Dataset entries:
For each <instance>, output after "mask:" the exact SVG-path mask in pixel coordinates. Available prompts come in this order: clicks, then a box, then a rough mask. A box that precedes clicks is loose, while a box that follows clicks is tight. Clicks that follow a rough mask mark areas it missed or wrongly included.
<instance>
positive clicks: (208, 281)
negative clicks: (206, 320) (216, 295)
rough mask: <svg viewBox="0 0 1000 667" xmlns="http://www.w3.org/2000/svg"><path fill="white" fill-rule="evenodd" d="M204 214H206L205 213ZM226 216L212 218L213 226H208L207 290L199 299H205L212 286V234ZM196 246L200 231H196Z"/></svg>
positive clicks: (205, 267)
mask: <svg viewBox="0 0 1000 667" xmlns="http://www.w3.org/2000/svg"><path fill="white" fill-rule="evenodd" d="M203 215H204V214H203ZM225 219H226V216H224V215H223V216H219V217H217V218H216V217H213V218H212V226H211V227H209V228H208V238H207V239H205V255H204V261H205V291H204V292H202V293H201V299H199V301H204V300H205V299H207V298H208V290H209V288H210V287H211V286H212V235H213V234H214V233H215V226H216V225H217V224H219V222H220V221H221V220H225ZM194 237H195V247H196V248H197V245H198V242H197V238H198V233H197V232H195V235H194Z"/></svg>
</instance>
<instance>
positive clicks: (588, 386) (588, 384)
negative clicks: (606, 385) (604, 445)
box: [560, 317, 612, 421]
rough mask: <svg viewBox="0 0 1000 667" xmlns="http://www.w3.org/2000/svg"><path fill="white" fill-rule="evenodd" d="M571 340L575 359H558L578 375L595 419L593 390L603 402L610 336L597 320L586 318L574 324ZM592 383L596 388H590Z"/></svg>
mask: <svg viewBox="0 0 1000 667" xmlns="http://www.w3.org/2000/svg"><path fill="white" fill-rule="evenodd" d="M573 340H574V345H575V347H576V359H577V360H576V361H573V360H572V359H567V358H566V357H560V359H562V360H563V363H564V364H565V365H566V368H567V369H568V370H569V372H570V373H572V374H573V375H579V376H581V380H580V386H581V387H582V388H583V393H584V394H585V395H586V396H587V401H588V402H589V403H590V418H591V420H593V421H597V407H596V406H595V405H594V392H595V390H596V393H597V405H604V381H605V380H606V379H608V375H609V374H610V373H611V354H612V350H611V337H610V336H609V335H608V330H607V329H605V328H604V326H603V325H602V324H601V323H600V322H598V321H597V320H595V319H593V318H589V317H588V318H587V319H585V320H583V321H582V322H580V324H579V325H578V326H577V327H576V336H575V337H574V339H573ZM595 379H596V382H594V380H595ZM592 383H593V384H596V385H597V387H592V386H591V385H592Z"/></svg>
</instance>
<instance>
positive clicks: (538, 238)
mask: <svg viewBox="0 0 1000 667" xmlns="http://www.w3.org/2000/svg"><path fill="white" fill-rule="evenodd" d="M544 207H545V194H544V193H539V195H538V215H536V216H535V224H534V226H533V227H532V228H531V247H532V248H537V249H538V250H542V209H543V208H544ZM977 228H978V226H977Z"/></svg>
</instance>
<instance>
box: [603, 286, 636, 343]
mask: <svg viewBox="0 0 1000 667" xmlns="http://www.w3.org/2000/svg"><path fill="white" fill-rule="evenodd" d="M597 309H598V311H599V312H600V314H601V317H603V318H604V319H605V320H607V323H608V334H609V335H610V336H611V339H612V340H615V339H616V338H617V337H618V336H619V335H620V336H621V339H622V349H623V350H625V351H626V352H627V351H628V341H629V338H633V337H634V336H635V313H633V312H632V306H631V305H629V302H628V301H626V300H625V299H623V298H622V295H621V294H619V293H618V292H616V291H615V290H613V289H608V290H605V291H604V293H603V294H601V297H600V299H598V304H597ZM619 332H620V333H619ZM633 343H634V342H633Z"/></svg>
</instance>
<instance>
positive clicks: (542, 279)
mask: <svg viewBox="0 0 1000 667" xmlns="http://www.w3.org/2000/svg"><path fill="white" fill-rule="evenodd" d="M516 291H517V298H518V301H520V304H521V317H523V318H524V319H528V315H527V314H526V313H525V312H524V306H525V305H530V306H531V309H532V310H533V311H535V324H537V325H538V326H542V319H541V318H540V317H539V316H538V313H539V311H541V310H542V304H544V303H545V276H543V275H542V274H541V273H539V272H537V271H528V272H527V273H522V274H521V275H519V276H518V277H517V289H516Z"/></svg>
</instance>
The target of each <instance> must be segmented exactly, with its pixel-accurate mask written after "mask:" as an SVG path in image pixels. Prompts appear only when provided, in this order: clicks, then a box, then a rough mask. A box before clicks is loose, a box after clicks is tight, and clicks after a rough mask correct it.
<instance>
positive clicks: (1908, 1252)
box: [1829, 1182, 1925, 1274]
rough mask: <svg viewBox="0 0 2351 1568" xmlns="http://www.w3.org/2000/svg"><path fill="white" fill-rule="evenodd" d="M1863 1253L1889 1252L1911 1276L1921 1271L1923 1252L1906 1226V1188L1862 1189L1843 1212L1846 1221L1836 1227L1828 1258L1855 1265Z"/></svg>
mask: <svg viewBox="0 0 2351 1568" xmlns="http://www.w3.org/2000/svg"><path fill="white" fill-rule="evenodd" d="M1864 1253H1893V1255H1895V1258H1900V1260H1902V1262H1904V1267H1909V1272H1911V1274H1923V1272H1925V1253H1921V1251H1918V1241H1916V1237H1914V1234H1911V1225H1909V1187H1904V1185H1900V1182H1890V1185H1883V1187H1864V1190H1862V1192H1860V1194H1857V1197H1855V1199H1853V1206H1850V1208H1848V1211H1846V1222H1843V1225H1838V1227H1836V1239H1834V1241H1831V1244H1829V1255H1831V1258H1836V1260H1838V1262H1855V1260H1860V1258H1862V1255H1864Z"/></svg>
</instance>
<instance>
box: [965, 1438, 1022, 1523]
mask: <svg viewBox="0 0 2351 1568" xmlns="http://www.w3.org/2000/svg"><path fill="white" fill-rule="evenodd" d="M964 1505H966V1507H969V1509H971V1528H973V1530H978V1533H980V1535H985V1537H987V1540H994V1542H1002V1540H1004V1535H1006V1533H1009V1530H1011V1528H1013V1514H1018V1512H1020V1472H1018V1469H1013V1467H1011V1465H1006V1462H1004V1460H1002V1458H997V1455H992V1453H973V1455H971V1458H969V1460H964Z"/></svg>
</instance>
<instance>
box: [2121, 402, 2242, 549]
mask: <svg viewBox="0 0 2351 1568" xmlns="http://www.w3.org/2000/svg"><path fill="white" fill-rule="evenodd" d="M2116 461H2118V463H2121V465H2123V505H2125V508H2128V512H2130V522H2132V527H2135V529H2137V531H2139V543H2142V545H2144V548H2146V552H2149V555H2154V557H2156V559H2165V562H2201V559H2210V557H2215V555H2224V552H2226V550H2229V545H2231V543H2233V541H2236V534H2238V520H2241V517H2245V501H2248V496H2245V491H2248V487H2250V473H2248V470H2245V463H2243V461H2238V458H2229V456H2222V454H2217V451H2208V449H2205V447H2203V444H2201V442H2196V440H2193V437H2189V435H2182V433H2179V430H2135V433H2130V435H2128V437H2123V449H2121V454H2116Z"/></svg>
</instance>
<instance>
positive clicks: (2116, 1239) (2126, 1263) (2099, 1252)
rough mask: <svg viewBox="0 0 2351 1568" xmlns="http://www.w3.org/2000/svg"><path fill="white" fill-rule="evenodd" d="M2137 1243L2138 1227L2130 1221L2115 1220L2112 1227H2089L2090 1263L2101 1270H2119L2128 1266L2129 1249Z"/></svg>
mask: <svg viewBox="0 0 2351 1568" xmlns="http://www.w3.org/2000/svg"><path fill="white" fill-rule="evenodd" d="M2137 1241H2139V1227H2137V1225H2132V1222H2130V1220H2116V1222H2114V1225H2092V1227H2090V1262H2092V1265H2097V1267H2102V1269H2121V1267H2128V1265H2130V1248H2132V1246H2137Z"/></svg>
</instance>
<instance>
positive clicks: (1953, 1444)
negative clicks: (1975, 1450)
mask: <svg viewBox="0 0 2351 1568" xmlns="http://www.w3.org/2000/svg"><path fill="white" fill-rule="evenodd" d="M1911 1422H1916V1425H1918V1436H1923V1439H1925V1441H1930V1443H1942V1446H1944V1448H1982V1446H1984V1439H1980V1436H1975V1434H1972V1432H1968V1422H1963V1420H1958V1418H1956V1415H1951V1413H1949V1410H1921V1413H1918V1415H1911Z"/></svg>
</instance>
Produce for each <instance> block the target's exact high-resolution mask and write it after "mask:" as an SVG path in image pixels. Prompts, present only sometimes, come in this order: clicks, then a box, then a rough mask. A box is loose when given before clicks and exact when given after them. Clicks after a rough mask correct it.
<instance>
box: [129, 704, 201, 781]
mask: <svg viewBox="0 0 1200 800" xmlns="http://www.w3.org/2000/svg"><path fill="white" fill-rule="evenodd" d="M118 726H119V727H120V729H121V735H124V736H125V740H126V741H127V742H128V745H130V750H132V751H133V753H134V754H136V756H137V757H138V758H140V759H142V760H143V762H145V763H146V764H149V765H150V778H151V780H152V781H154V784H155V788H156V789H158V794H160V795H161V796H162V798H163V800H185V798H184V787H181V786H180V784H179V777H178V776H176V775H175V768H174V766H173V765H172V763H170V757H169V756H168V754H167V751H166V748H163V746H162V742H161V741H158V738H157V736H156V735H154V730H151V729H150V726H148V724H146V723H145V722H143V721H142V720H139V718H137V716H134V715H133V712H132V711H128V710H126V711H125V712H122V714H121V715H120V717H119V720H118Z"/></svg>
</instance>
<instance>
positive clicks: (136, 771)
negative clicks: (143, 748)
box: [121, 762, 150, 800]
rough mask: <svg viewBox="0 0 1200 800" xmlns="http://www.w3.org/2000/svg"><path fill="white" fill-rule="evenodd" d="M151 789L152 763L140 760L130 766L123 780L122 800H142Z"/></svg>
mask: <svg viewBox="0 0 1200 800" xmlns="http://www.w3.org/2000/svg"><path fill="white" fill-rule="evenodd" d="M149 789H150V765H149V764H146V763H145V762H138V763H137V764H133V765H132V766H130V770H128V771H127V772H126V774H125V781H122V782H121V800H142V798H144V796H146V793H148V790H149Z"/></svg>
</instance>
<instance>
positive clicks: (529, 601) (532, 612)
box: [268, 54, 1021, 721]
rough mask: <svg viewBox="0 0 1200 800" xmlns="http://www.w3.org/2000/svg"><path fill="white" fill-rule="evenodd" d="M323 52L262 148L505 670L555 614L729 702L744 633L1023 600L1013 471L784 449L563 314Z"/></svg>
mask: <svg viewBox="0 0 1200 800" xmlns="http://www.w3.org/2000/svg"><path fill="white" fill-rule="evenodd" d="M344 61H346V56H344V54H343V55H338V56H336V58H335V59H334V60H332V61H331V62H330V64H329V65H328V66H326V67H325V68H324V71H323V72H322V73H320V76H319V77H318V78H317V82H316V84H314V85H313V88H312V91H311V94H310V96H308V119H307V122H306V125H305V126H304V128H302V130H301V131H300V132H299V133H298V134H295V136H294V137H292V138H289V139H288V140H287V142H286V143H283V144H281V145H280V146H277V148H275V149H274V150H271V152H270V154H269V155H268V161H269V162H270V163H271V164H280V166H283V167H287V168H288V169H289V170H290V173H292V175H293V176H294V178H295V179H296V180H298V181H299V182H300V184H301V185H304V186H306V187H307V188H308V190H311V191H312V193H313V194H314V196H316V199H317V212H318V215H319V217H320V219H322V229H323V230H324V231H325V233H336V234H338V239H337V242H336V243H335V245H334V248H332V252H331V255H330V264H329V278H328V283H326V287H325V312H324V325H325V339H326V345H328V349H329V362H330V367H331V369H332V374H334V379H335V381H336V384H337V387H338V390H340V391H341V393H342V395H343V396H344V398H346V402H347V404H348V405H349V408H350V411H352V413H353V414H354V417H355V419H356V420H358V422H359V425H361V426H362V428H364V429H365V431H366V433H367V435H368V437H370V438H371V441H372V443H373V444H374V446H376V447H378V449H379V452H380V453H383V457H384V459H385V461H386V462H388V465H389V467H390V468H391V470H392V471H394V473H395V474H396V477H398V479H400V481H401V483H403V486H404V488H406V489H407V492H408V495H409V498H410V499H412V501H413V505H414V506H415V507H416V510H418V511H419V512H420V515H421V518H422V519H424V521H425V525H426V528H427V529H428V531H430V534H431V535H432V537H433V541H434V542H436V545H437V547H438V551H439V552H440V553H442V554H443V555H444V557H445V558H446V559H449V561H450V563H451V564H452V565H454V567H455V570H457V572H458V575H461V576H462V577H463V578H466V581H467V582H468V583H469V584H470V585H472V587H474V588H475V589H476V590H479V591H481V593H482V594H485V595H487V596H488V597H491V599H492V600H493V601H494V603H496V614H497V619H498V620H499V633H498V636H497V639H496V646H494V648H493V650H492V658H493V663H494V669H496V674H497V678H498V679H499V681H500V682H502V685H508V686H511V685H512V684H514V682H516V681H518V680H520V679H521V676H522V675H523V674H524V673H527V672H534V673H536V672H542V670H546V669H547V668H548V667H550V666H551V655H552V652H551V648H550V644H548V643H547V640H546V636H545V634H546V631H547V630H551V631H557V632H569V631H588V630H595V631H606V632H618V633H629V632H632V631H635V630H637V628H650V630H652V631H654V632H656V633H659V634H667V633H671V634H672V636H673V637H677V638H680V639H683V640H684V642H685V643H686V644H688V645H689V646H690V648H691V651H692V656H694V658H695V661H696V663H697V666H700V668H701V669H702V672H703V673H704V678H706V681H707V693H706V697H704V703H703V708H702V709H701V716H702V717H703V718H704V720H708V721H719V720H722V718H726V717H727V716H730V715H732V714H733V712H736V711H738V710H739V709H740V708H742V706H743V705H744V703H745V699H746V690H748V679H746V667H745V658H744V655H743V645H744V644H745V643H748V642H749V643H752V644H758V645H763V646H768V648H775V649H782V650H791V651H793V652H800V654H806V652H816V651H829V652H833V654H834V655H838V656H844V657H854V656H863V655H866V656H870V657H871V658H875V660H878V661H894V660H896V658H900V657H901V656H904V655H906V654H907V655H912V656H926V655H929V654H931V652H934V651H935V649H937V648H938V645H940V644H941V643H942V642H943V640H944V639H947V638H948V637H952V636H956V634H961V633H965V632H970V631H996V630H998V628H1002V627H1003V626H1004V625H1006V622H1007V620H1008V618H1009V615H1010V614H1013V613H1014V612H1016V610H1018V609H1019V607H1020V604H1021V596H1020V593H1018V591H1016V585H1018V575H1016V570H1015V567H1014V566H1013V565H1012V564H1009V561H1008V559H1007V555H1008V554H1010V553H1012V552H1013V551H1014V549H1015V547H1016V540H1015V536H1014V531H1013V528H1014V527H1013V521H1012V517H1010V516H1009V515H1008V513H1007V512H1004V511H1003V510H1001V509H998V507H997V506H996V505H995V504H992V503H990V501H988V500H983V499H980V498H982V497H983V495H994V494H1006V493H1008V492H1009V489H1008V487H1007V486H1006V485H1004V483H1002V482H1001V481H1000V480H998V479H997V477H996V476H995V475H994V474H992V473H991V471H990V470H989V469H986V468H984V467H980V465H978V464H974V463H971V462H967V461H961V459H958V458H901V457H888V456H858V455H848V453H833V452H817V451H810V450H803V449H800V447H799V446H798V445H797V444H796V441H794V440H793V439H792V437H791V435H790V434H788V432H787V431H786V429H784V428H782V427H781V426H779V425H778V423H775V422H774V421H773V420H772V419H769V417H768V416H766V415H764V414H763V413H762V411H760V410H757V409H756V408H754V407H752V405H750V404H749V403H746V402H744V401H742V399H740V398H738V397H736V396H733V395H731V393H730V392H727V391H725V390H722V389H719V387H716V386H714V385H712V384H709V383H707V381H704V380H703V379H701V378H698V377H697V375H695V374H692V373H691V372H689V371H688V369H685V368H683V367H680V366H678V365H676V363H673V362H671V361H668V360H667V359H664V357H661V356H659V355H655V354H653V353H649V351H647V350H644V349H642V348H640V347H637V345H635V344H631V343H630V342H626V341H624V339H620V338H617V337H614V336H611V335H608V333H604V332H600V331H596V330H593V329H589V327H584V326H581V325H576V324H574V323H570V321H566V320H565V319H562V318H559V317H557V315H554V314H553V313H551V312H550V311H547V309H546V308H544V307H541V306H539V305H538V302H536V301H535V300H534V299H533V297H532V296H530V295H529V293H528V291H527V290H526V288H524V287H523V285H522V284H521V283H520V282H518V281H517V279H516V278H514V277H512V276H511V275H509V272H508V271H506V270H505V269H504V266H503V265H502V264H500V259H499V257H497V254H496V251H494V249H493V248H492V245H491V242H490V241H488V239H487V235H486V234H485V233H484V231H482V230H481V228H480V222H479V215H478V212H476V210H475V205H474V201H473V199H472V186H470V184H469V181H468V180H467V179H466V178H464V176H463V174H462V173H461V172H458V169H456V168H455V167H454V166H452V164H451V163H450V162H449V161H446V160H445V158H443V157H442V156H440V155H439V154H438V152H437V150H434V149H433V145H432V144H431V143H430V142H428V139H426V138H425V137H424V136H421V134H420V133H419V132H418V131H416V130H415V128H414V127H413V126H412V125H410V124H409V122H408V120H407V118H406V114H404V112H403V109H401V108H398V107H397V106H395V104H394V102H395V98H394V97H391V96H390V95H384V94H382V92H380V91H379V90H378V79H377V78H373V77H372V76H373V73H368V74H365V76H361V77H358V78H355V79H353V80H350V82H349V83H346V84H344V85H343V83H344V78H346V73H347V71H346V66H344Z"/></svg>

▶ Prompt
Select each line of the rows above that contains the string "only", and copy those lines.

▶ Exercise response
The target of each <instance> must be segmented exactly, with its pixel-accurate mask written after "mask:" as an SVG path in image pixels. Prompts appear only when provided, in this order: clicks, then a box, then a rough mask. A box before clicks is loose, a box after clicks is tight, and clicks after a rough mask correct it.
Produce for each <instance> block the target's exact high-resolution mask and write it after "mask:" as an SVG path in image pixels. Prompts, present only sometimes, come in this order: clicks, then a box, then a rough mask. A box is loose when given before clicks and exact when given after them. Clicks after a rough mask correct it.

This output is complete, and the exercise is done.